== DATA PROVIDED ==
= = =

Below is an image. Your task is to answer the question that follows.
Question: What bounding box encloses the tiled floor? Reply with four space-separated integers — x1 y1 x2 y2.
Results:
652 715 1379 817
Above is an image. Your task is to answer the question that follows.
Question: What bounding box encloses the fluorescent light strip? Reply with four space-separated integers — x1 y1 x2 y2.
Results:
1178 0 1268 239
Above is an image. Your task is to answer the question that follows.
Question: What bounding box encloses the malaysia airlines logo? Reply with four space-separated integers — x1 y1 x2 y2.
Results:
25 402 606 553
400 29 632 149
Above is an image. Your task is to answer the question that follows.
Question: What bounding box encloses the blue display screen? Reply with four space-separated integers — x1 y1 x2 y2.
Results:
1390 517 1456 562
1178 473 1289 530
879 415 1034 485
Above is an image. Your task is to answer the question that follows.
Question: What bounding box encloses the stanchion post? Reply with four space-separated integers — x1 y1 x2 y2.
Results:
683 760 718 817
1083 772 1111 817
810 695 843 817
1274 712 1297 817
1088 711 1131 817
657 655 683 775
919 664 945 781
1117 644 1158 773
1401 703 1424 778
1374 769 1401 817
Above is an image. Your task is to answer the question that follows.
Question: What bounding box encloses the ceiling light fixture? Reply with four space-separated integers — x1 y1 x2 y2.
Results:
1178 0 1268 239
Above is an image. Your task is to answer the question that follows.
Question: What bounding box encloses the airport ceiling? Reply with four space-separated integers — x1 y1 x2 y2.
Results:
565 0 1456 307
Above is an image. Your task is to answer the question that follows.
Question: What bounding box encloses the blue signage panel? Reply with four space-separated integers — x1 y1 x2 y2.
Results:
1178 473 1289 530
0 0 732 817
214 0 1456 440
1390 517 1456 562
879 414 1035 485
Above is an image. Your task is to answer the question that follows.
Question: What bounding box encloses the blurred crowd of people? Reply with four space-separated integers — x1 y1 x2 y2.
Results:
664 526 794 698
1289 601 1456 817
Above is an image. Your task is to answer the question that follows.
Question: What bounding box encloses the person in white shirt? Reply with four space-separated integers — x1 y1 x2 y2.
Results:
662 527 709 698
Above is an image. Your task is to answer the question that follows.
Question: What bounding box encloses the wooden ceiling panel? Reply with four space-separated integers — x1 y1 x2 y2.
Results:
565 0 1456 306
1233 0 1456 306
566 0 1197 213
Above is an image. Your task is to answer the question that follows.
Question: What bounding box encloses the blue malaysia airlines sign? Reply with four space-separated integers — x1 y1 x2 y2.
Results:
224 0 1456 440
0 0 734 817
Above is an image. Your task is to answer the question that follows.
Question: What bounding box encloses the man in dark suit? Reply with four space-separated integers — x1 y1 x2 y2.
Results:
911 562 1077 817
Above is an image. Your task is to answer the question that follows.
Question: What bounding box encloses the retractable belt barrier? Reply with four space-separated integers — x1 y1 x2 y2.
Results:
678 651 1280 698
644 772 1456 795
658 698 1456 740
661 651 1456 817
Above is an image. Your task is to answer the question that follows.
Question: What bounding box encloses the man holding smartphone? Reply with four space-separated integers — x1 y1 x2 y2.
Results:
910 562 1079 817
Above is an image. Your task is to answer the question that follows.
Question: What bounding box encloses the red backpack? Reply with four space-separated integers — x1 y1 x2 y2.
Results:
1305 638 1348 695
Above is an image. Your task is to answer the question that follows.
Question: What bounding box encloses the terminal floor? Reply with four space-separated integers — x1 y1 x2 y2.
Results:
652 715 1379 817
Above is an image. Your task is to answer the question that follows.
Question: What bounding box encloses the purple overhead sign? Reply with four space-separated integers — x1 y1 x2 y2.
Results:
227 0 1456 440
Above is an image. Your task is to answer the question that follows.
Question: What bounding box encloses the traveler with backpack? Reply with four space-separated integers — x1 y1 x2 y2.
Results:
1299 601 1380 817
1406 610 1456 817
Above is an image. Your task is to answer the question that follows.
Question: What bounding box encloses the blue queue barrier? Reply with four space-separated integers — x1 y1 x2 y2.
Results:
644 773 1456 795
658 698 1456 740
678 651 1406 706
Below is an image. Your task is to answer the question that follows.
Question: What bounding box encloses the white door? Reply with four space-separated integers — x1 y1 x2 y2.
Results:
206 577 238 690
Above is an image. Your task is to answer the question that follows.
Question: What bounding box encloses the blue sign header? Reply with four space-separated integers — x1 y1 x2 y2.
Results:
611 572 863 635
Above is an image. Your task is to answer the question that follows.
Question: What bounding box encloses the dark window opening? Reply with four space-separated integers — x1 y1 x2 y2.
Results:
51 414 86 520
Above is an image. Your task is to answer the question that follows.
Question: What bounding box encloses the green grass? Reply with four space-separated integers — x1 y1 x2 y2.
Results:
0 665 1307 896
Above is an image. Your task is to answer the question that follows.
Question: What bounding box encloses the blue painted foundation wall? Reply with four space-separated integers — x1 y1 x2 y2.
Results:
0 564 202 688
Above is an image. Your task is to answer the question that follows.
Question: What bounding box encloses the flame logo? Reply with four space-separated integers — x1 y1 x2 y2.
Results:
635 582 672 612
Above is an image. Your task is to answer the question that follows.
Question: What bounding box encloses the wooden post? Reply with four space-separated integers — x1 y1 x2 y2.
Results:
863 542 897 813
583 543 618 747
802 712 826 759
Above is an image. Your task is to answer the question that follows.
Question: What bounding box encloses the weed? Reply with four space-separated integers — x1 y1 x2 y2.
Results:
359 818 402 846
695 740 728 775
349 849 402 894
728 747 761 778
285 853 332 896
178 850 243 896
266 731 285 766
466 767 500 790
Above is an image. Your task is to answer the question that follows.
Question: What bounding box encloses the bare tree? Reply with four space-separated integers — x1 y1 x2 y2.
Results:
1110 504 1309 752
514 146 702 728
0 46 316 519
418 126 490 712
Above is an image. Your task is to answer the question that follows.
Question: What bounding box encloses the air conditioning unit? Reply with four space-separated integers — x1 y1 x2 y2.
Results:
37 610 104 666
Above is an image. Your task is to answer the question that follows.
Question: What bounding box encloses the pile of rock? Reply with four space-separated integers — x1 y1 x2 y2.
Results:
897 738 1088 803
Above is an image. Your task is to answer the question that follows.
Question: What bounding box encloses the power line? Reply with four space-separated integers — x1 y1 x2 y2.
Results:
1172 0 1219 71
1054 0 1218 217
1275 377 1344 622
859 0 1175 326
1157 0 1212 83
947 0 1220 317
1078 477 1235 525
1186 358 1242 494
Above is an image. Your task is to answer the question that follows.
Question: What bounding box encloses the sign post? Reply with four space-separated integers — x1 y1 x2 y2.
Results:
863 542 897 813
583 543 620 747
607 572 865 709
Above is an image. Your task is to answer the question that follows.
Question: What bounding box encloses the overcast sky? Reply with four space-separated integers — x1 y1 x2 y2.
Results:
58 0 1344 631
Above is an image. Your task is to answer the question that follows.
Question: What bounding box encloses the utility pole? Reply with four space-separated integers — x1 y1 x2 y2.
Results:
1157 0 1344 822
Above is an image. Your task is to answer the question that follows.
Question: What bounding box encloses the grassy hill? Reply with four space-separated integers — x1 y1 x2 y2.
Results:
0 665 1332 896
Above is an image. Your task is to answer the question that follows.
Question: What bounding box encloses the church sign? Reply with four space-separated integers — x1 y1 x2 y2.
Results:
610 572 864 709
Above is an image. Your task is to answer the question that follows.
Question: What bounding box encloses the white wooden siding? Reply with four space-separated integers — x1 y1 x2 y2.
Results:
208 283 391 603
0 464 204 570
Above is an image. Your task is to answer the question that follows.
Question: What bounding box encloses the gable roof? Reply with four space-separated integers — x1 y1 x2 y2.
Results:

= = =

Starting at the beginning of the items and ending at the line that contains "1289 601 1456 817", rewrite those lines with "Results" changed to "Answer" and nothing else altered.

Below is an image. Your task is to answer the question that follows.
Question: What bounding box encloses the tiled floor? Reply with four space-separated integers — x1 y1 x2 y2.
Answer:
652 715 1379 817
Above is an image. Your task is to answer the question that follows.
Question: What bounding box encloses the fluorescent light strip? Reply with four space-separated integers — x1 y1 x2 y2.
Answer:
1178 0 1268 239
Above is an image. Your task is to answer the question that follows.
Question: What bounding box encloses the malaysia airlines logo? Reply with four space-separated integers — x1 y1 x2 y2.
Answer:
25 402 606 553
400 29 632 149
Above is an image. Your task is to answer the question that follows.
Question: What bounding box encloses the blue display screen? Reply with four space-separated integers — x1 y1 x2 y2.
Answer:
1390 517 1456 562
1178 473 1289 530
879 415 1034 485
Above is an image. Your task is to answer the question that follows.
Question: What bounding box encloses the stanchion post? Reply with four space-separated integers — x1 y1 x2 y2.
Answer:
683 760 718 817
1083 772 1111 817
810 695 843 817
1274 712 1297 817
1088 711 1131 817
657 655 683 775
919 664 945 781
1117 644 1158 773
1401 703 1424 778
1374 769 1401 817
Above is an image. Your task is to answer the question that follows.
Question: What bounding box encloses the ceiling light fixture? Reply with four space-separated integers — x1 y1 x2 y2.
Answer:
1178 0 1268 239
Above is an image. Your task is to answer the question that follows.
Question: What bounding box encloses the airport ceiling? Reply with four space-separated integers — x1 y1 x2 y2.
Answer:
565 0 1456 307
Above is an image. Your task is to answer the question that follows.
Question: What bounding box encloses the blue signage panel? Reply with four space-separated integers — x1 y1 x2 y2.
Answer:
1178 473 1289 530
0 0 732 817
214 0 1456 440
1390 517 1456 562
879 414 1035 485
Above is an image. Your task is to answer the question that follows.
Question: What bounding box encloses the blurred crowd of people? Reply with four space-separated integers — x1 y1 x2 y2.
Answer:
664 526 794 698
1289 601 1456 817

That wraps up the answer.